- REQUIREMENT
Below are records; quote them exactly from the first line through the line that contains "black bead -> box".

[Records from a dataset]
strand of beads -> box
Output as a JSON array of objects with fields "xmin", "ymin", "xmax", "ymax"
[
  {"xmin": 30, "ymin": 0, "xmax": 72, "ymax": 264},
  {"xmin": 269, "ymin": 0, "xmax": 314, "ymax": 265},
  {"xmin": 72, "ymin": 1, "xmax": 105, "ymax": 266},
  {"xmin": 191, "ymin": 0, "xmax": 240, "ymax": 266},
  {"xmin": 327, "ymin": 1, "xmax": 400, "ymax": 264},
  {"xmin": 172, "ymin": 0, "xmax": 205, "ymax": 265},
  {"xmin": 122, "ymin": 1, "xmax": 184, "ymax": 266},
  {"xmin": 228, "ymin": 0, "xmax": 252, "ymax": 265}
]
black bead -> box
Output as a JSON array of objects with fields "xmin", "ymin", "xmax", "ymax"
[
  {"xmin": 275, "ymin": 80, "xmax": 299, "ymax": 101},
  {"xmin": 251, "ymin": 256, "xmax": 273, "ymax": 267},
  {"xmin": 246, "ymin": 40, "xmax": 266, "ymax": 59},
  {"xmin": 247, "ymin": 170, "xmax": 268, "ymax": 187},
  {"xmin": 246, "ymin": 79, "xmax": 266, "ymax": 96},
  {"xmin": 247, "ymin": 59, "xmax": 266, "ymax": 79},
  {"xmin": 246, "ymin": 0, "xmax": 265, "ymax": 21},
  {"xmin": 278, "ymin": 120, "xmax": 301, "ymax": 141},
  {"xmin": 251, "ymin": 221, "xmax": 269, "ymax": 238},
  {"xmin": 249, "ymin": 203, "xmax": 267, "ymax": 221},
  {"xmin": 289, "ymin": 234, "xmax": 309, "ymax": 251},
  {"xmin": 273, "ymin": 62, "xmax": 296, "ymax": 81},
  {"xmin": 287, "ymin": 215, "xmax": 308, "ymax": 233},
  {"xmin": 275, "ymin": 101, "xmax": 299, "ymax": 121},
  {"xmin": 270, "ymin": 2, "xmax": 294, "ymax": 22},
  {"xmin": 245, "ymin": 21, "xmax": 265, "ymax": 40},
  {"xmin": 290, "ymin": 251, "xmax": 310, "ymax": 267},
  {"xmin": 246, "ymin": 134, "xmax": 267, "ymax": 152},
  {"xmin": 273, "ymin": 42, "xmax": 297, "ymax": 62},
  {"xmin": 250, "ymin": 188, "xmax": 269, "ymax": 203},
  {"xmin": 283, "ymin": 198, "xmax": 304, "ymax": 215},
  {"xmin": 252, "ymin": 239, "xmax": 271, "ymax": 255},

- RESULT BELOW
strand of beads -> box
Output as a JSON array of objects with fields "xmin", "ymin", "xmax", "ymax"
[
  {"xmin": 30, "ymin": 0, "xmax": 72, "ymax": 264},
  {"xmin": 269, "ymin": 0, "xmax": 314, "ymax": 265},
  {"xmin": 72, "ymin": 1, "xmax": 105, "ymax": 266},
  {"xmin": 191, "ymin": 0, "xmax": 240, "ymax": 266},
  {"xmin": 327, "ymin": 1, "xmax": 400, "ymax": 264},
  {"xmin": 172, "ymin": 0, "xmax": 205, "ymax": 265},
  {"xmin": 122, "ymin": 1, "xmax": 184, "ymax": 266},
  {"xmin": 228, "ymin": 0, "xmax": 252, "ymax": 265}
]
black bead -> box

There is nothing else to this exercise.